치주질환과 구취를 유발시키는 중요한 원인균인 P. gingivalis에 대한 피톤치드의 항균효과와 항균작용은 이미 연구되어 있으나, 정상인의 구강상주균에 대한 연구는 아직 희귀한 편이다. 이에 본 연구에서는 건강한 정상인의 타액에 편백 피톤치드를 첨가하였을 때 사멸되지 않고 생존하는 타액세균을 분리하여 구강 유해균과 함께 배양한 후 구강 유해균에 대한 생존 타액세균의 억제효과를 파악함으로써 향후 프로바이오틱으로 작용할 수 있는 구강상주균의 균종을 동정하여 다음과 같은 결론을 얻었다. 1. 정상인의 전타액에 1% 피톤치드를 적용하였을 때 잔존 생균수는 감소하는 경향을 보였다. 2. 피톤치드 적용 후 생존한 주 세균종은 S. thermophilus (53%)로 나타났다. 3. 피톤치드 적용 후 생존한 균을 P. gingivalis A7A1-28과 P. gingivalis W83에 교차배양한 결과 생존균의 대부분(72.5%) 이 P. gingivalis A7A1-28과 P. gingivalis W83의 성장을 억제하였다. 4. 생존 S. thermophilus의 85.8%, S. sanguinis는 75.8%가 P. gingivalis 를 억제하는 것으로 나타났다. 이상의 결과로 미루어, P. gingivalis 등 구강 내 유해균을 직접 억제할 수 있는 것으로 알려진 피톤치드로 처리할 경우 피톤치드에 생존하는 구강상주균이 P. gingivalis에 대해 부가적으로 억제작용을 할 수 있기 때문에 피톤치드의 사용은 치주질환을 예방하고, 그 결과 치주질환 및 구취환자의 구강 환경을 크게 개선할 수 있을 것으로 생각된다.

________

> 과제
1 – 본문을 읽고 물음에 답하세요.
(a) 정상인의 전타액에 1% 피톤치드를 적용했을 때 잔존 생균수는 어떤 경향을 보였습니까?
(b) 피톤치드 적용 후 생존한 주 세균종은 무엇이며, 그 비율은 얼마입니까?
(c) 생존 S. sanguinis 가운데 P. gingivalis를 억제한 비율은 얼마입니까?
2 – 본문에서 "치주질환과 구취를 유발시키는"부터 "있을 것으로 생각된다."까지 한 글자도 바꾸지 말고 뽑아 적으세요.
본문에 나온 내용만 근거로 삼으세요.

> 자료
________

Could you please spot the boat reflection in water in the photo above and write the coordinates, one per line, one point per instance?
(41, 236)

________

> 과제 정답
1 –
(a) 감소하는 경향을 보였습니다.
(b) S. thermophilus이며, 비율은 53%입니다.
(c) 75.8%입니다.

2 –
치주질환과 구취를 유발시키는 중요한 원인균인 P. gingivalis에 대한 피톤치드의 항균효과와 항균작용은 이미 연구되어 있으나, 정상인의 구강상주균에 대한 연구는 아직 희귀한 편이다. 이에 본 연구에서는 건강한 정상인의 타액에 편백 피톤치드를 첨가하였을 때 사멸되지 않고 생존하는 타액세균을 분리하여 구강 유해균과 함께 배양한 후 구강 유해균에 대한 생존 타액세균의 억제효과를 파악함으로써 향후 프로바이오틱으로 작용할 수 있는 구강상주균의 균종을 동정하여 다음과 같은 결론을 얻었다. 1. 정상인의 전타액에 1% 피톤치드를 적용하였을 때 잔존 생균수는 감소하는 경향을 보였다. 2. 피톤치드 적용 후 생존한 주 세균종은 S. thermophilus (53%)로 나타났다. 3. 피톤치드 적용 후 생존한 균을 P. gingivalis A7A1-28과 P. gingivalis W83에 교차배양한 결과 생존균의 대부분(72.5%) 이 P. gingivalis A7A1-28과 P. gingivalis W83의 성장을 억제하였다. 4. 생존 S. thermophilus의 85.8%, S. sanguinis는 75.8%가 P. gingivalis 를 억제하는 것으로 나타났다. 이상의 결과로 미루어, P. gingivalis 등 구강 내 유해균을 직접 억제할 수 있는 것으로 알려진 피톤치드로 처리할 경우 피톤치드에 생존하는 구강상주균이 P. gingivalis에 대해 부가적으로 억제작용을 할 수 있기 때문에 피톤치드의 사용은 치주질환을 예방하고, 그 결과 치주질환 및 구취환자의 구강 환경을 크게 개선할 수 있을 것으로 생각된다.